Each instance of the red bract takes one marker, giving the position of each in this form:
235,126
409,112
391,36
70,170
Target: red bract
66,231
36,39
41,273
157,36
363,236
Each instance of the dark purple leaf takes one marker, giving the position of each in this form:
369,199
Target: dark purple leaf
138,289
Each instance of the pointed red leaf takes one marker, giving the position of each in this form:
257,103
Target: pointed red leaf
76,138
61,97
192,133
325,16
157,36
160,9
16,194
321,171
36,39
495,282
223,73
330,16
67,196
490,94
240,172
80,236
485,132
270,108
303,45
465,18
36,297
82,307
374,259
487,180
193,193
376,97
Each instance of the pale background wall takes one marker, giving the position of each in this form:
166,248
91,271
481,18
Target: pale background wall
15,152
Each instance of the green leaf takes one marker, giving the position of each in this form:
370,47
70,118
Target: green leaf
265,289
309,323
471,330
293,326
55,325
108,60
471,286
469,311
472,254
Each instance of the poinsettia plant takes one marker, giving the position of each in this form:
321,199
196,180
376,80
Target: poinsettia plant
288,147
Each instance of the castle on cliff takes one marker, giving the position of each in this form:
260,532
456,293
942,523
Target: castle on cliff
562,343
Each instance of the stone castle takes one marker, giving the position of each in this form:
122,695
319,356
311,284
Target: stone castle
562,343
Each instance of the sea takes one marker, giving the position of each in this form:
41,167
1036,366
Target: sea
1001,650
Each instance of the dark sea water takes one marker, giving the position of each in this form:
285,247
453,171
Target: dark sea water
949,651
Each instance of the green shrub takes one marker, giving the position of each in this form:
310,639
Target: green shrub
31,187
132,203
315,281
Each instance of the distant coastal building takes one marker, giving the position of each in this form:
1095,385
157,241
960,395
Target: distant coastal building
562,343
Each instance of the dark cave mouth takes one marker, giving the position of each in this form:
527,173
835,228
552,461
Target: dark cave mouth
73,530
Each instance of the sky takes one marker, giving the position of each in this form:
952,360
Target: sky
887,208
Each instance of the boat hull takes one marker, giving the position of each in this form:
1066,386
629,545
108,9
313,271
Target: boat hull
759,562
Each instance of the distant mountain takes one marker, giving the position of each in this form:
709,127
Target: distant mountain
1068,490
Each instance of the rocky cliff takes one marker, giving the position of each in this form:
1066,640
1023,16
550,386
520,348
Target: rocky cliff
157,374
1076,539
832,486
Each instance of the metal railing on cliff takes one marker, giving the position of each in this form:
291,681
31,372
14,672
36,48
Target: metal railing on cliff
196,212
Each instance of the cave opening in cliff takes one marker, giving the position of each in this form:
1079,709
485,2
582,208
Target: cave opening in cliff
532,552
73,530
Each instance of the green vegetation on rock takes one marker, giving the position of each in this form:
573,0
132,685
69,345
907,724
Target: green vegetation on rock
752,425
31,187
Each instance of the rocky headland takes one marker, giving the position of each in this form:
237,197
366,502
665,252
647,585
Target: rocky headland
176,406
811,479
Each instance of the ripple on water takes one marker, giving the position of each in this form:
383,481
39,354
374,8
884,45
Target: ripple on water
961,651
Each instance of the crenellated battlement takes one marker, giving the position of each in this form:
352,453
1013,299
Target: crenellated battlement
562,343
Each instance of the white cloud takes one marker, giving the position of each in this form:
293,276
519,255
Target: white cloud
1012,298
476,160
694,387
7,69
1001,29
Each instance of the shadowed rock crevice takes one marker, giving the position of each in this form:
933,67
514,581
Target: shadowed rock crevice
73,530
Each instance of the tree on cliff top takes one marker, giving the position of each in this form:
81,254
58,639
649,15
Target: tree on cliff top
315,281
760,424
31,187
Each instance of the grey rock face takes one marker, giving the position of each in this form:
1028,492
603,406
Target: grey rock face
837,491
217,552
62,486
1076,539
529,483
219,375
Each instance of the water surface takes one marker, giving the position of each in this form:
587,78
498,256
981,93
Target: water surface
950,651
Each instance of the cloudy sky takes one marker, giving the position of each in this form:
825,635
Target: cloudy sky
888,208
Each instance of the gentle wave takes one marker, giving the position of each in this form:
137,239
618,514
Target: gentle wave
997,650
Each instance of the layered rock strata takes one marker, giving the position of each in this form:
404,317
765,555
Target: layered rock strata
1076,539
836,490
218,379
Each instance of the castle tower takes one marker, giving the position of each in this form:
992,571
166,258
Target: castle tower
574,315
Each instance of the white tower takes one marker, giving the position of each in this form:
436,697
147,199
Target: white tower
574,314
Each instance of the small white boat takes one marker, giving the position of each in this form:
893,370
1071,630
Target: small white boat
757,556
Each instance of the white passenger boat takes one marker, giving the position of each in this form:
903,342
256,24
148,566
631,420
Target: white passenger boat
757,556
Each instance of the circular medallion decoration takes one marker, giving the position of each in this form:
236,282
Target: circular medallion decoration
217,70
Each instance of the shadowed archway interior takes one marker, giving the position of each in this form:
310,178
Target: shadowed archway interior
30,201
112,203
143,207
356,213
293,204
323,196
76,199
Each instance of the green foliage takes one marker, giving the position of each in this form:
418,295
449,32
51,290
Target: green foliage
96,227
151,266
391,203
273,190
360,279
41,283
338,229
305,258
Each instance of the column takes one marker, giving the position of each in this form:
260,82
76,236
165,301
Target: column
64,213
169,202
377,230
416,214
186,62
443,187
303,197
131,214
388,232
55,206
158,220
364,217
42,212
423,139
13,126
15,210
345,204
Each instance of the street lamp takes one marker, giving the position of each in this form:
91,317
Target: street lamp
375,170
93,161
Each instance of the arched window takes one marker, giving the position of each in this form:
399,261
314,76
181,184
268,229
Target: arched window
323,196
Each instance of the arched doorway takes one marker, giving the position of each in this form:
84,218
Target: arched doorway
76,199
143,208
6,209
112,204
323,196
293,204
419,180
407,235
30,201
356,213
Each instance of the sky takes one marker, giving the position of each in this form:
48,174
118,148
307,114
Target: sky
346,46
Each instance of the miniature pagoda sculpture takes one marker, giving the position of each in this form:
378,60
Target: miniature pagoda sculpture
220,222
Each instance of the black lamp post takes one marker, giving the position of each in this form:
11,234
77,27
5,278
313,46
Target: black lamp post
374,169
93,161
......
• Given exercise: Beginning at the line that holds "Each instance of the arched window", reproduce each line of the records above down to and including the last one.

• Correct response:
Each instance of the arched window takes one marker, giving the position of each in this form:
399,261
314,76
181,184
268,229
Target: arched window
323,196
Each instance of the arched doorway takes one marker, giving the position of each in this form:
84,218
Target: arched doorway
76,199
143,208
6,209
112,204
323,196
293,204
419,180
407,235
30,201
356,213
Each instance of the sky takes one marker, giving the position of each in this form:
48,174
118,148
307,114
Target: sky
346,46
Each instance of the miniature pagoda sculpture takes one marker, giving the position of each in this form:
378,60
Target: miniature pagoda sculpture
220,222
Each instance of the black lamp post takes one marker, giving the position of each in this form:
11,234
77,27
5,278
313,46
Target: black lamp post
374,169
93,161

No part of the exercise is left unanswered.